■ **CONSIGNES**
- 1) Dans l'extrait sur les films de la cité de l'Abeille, relevez tous les lieux de tournage indiqués pour « De loin en loin ».
- 2) Modifiez le passage de l'extrait qui commence par les mots « Le film est » et s'achève sur « populaire et ouvrière. », en remplaçant « narration » par « voix ».

■ **EXTRAIT À LIRE**
....
De loin en loin 2013
Super 8, super 16, 33', avec Jean-François Neplaz

Le film est une fable écrite depuis la cité. Au fil et autour de ma narration, d’autres histoires s’entrecroisent : récits des habitants ou interventions des artistes invités à l’Abeille. L'histoire prend sa source d’un immeuble promis à démolition dans le cadre du plan de rénovation de l'Abeille, une « Opération Million » de l'équipe Candilis/Josic/Woods dont l'origine se trouve à Casablanca. Le film pose en exergue l’apport de l'expérience marocaine, qui affronte la question du logement du plus grand nombre, et suggère la possible transmission d’une histoire populaire et ouvrière.
Avec Smaïl Bouanani, Hassan Darsi, Martine Derain, Fateh Mezlef, Bénédicte Chaljub, Denise Païka, Gilberte Mannu, Raphaëlle-Paupert-Borne, Brigitte Manoukian, Adrienne Laube, Giuseppe Secci… Lieux de tournage Carrières Centrales à Casablanca ; Cité de l'Abeille à La Ciotat ; Institut Français d'Architecture à Paris / Remerciements particuliers à Takis Candilis, Bénédicte Chaljub, Hassan Darsi et à l'IFA

 

Quelqu'uns 2013
Super 8, 6'

Improvisation de la compagnie Ex Nihilo, sur un air de West Side Story, joué lors du concert donné à l’Abeille pour la Nuit des Cités par les Ensembles Philarmonica, Rondo di Cello et Les 4 cordes. Une histoire de place que l'on cherche et que l'on s'invente…
Avec Ex Nihilo, les ouvriers du chantier et deux jeunes filles de la cité…

 
La continuité du Quartier créatif :
Projet Tatlin 2014-2016

J'ai nommé “Projet Tatlin” ce qui a continué dans la cité de l’Abeille et ailleurs, après le Quartier créatif, action soutenue par la seule Ville de La Ciotat (au travers de la Politique de la Ville, les autres institutions n'ayant pas donné suite aux mouvements de création initiés dans les quartiers) Projet Tatlin consistait à diffuser les créations réalisées sur les “scènes normales de l’art” pour la peinture ou la photographie, en festival pour les films, et à poursuivre le geste de création avec un nouveau film collectif. Nous avons pu montrer les films, la peinture, le livre, parler de cette riche expérience lors de nos interventions et rencontres, mais la réalisation du nouveau film fut complexe : en 2014 et 2015, nous avons vu disparaître le mouvement que nous avions su créer par une présence quasi-quotidienne dans la cité. Un contexte tendu, celui de la mise en œuvre de la réhabilitation (où les jeunes n’avaient pas été recrutés) a rendu notre travail presque impossible dans la cité même. Et puis, nous n’avions plus à nos côtés M. Giuseppe Secci, fabuleux personnage de nos films précédents…
 

Un nouveau film avec Film flamme :
Du monde j’ai fait la tour

C’est l’un des films tournés en 2013, Tatlin, de Aaron Sievers, qui avait donné ce désir partagé de continuer l’aventure... Dans cette fiction, Livario, un ancien ouvrier du Chantier Naval de La Ciotat projette de construire, en plein cœur de la cité de l’Abeille, un monument en hommage aux travailleurs. Ce monument, c’est la tour de Tatlin… qui n’existe que par deux dessins, connus dans le monde entier. La fin du film voit Livario planter les premiers piquets de fondation. Le nouveau film est né de ce trouble. Il y eut une première session d’écriture collective du scénario en juillet 2014, deux sessions de tournage/montage en mai et juin 2015. Une dernière semaine de montage a eu lieu début 2016 : le film restera inachevé – notre acteur principal n’est pas venu au deuxième tournage – et je n'ai pas eu la force de poursuivre l'engagement des années précédentes… Il faudra l’accepter inachevé.
....
■ **MATÉRIEL RECUEILLI**
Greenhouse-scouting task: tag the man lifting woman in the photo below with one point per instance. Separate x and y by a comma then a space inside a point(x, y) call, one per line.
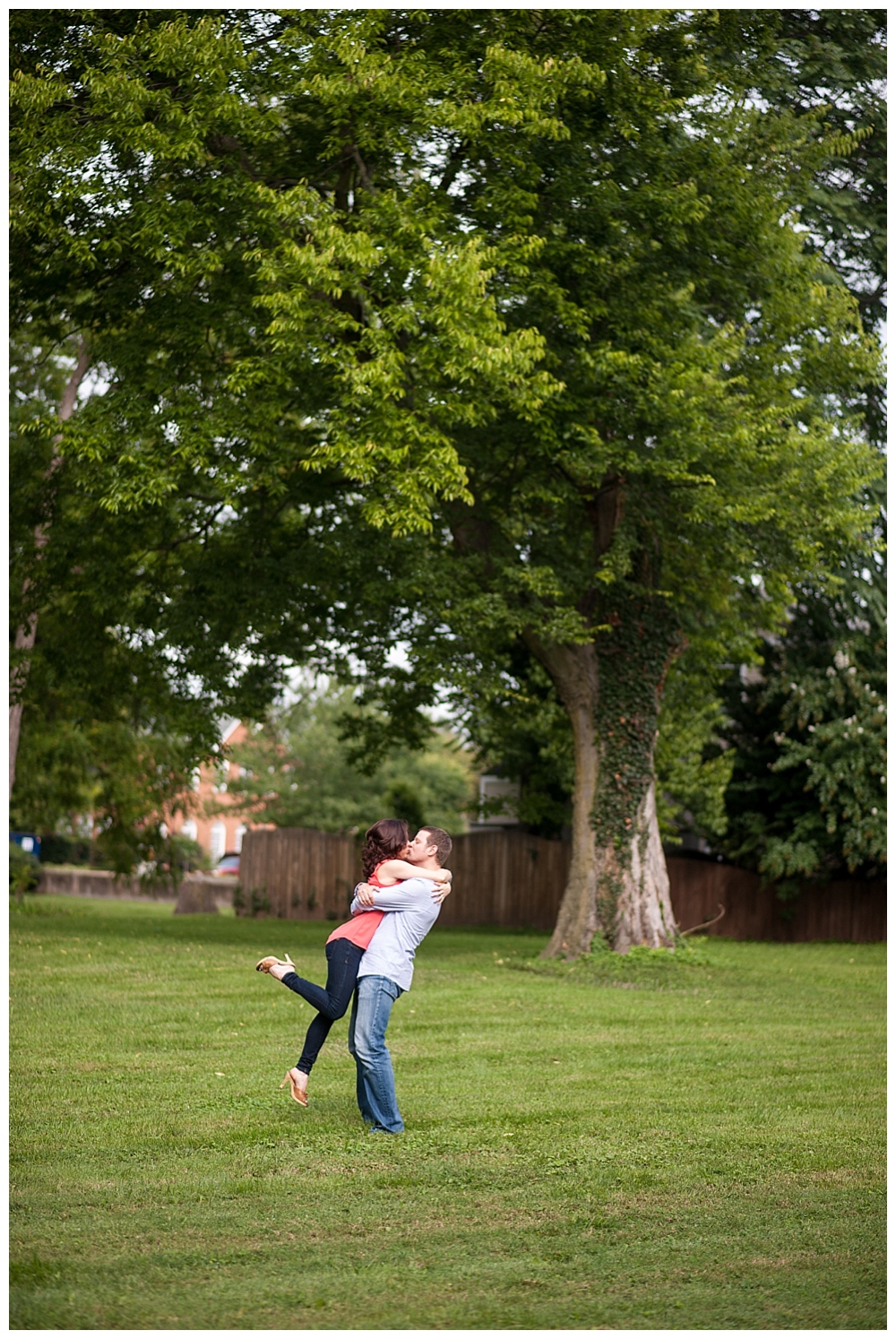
point(392, 913)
....
■ **RÉPONSES PAR CONSIGNE**
- 1)
- Carrières Centrales à Casablanca
- Cité de l'Abeille à La Ciotat
- Institut Français d'Architecture à Paris

- 2)
Le film est une fable écrite depuis la cité. Au fil et autour de ma voix, d’autres histoires s’entrecroisent : récits des habitants ou interventions des artistes invités à l’Abeille. L'histoire prend sa source d’un immeuble promis à démolition dans le cadre du plan de rénovation de l'Abeille, une « Opération Million » de l'équipe Candilis/Josic/Woods dont l'origine se trouve à Casablanca. Le film pose en exergue l’apport de l'expérience marocaine, qui affronte la question du logement du plus grand nombre, et suggère la possible transmission d’une histoire populaire et ouvrière.